## Task objective
Exactly reproduce the lines beginning with the line that includes "[locate] hillside in" and ending with the last line of the data.
**** Material provided ****
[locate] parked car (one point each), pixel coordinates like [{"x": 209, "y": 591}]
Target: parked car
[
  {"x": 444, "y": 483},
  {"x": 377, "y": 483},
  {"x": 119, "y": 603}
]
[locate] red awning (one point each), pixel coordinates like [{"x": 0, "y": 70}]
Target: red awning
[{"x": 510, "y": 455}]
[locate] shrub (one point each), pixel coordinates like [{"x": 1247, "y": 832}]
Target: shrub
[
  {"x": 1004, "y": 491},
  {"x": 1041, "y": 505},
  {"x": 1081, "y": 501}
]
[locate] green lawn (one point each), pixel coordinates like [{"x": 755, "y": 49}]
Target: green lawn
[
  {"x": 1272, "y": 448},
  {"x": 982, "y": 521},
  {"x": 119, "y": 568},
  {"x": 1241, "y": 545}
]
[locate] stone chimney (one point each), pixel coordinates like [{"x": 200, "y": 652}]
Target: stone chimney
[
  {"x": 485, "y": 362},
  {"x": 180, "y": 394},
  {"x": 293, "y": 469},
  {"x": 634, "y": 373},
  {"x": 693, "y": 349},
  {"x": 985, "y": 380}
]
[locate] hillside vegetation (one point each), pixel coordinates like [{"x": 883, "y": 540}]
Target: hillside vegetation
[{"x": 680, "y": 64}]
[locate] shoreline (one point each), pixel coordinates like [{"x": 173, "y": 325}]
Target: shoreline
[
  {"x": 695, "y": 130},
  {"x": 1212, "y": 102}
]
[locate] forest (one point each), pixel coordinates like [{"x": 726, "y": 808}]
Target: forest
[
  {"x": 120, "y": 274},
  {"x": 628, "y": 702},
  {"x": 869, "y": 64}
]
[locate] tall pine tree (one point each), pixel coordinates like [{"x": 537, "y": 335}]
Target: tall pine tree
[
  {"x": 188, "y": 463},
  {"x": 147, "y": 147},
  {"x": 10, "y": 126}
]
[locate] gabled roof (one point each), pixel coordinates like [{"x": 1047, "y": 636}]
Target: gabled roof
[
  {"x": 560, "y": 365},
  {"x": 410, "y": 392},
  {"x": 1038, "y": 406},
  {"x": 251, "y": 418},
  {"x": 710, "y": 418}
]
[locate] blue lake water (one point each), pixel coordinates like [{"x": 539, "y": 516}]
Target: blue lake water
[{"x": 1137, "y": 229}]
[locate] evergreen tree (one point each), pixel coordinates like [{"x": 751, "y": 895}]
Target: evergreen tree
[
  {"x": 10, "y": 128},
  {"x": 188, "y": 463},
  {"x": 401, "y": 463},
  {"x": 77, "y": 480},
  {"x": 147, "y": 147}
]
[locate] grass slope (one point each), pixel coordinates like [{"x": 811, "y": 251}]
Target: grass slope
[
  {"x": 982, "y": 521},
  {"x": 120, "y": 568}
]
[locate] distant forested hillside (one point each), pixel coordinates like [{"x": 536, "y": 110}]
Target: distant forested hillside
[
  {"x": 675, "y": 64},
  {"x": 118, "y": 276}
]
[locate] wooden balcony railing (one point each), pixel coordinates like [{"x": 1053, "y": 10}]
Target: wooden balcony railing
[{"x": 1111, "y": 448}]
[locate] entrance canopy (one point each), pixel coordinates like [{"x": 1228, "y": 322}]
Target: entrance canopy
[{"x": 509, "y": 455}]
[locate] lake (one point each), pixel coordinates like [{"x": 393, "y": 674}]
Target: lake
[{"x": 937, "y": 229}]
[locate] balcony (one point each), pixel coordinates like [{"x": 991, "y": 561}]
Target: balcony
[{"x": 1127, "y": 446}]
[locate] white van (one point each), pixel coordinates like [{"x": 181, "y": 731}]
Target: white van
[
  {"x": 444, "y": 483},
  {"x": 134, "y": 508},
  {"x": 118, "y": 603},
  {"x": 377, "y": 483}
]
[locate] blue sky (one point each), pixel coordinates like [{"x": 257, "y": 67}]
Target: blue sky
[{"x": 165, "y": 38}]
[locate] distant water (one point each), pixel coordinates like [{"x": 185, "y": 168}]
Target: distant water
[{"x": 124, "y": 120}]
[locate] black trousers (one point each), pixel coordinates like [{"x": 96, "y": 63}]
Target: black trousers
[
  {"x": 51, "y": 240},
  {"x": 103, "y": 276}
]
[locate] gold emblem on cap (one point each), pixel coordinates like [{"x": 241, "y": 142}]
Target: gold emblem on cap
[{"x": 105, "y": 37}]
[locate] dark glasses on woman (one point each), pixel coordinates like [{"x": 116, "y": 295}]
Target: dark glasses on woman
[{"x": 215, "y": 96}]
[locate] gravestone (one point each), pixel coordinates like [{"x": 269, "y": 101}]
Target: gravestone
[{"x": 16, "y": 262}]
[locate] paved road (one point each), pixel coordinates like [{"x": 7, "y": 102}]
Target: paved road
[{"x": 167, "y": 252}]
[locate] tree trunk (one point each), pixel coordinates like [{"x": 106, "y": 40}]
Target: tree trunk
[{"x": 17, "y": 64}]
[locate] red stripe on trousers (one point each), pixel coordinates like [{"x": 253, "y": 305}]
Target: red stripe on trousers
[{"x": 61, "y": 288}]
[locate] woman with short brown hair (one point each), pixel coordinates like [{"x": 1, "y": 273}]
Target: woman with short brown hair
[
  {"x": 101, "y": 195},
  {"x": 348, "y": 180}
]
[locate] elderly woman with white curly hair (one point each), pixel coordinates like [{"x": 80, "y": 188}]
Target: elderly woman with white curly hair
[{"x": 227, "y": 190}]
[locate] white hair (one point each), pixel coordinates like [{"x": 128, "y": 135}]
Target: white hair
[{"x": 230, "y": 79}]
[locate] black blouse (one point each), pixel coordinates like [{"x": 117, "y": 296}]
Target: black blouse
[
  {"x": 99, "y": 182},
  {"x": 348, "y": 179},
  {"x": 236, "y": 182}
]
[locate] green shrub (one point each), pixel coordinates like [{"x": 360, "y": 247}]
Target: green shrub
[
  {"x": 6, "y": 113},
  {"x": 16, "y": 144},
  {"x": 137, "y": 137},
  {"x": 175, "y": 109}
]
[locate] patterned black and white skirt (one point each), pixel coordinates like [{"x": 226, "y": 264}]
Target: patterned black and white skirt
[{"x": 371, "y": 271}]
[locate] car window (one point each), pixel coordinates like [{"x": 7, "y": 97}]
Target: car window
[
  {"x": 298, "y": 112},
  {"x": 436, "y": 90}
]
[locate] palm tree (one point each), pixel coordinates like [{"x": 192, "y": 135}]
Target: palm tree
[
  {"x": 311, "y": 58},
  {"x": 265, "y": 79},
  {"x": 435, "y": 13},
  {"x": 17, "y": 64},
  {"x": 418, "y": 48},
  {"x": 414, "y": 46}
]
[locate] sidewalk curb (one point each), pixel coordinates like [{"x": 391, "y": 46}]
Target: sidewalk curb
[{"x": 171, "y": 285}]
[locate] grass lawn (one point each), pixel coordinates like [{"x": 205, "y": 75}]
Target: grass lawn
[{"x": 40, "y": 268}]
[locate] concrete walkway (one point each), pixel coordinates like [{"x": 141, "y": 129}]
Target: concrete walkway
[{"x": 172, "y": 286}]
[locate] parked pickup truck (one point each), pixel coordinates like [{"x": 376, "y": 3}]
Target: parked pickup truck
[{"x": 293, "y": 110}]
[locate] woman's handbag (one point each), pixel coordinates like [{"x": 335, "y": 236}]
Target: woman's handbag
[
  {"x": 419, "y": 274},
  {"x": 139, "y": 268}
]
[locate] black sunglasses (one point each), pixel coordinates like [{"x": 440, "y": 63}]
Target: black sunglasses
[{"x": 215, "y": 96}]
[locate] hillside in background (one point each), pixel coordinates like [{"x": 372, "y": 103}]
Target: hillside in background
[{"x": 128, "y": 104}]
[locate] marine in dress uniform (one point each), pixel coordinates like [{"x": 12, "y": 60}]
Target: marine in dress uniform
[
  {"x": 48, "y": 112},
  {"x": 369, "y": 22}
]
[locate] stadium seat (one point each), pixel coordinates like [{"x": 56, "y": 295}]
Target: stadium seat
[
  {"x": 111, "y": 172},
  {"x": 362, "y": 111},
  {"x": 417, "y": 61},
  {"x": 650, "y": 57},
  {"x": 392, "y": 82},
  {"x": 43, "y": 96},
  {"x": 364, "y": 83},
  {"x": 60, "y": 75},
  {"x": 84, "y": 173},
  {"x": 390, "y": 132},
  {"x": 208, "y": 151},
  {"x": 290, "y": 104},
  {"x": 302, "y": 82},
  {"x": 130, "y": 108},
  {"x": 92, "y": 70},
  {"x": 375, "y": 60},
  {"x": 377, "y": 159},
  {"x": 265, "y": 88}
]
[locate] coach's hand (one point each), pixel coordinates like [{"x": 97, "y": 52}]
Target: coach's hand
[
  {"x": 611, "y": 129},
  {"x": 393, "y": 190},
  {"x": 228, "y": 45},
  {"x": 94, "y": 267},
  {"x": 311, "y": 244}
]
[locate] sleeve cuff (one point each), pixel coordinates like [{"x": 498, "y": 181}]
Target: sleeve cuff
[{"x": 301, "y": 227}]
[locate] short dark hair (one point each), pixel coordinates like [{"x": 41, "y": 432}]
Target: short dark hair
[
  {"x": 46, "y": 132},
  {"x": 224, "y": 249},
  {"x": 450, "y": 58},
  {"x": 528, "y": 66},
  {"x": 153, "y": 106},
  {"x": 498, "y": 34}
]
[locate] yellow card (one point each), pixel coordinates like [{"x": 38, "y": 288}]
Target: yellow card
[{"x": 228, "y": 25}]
****
## Exercise result
[locate] hillside in background (one point each), pixel coordinates like [{"x": 372, "y": 103}]
Target: hillside in background
[{"x": 128, "y": 104}]
[locate] marine in dress uniform (one point each), pixel coordinates like [{"x": 12, "y": 60}]
Target: marine in dress uniform
[
  {"x": 48, "y": 112},
  {"x": 369, "y": 22}
]
[locate] stadium seat (one point each), pixel coordinates like [{"x": 56, "y": 295}]
Target: stadium seat
[
  {"x": 111, "y": 172},
  {"x": 362, "y": 111},
  {"x": 417, "y": 61},
  {"x": 650, "y": 57},
  {"x": 392, "y": 82},
  {"x": 43, "y": 96},
  {"x": 364, "y": 83},
  {"x": 60, "y": 75},
  {"x": 84, "y": 173},
  {"x": 390, "y": 132},
  {"x": 208, "y": 151},
  {"x": 290, "y": 104},
  {"x": 302, "y": 82},
  {"x": 130, "y": 108},
  {"x": 92, "y": 70},
  {"x": 375, "y": 60},
  {"x": 377, "y": 159},
  {"x": 265, "y": 88}
]
[locate] coach's hand (one point each), pixel coordinates like [{"x": 97, "y": 52}]
Target: coach's hand
[
  {"x": 611, "y": 129},
  {"x": 393, "y": 190},
  {"x": 228, "y": 45},
  {"x": 94, "y": 267},
  {"x": 311, "y": 244}
]
[locate] sleeve cuff (one point each), pixel coordinates like [{"x": 498, "y": 181}]
Target: sleeve cuff
[{"x": 301, "y": 227}]
[locate] short dark hair (one point each), pixel coordinates like [{"x": 41, "y": 432}]
Target: short dark hair
[
  {"x": 46, "y": 132},
  {"x": 224, "y": 249},
  {"x": 450, "y": 58},
  {"x": 528, "y": 66},
  {"x": 153, "y": 106},
  {"x": 498, "y": 34}
]
[locate] yellow card (one point each), pixel coordinates like [{"x": 38, "y": 288}]
Target: yellow card
[{"x": 228, "y": 25}]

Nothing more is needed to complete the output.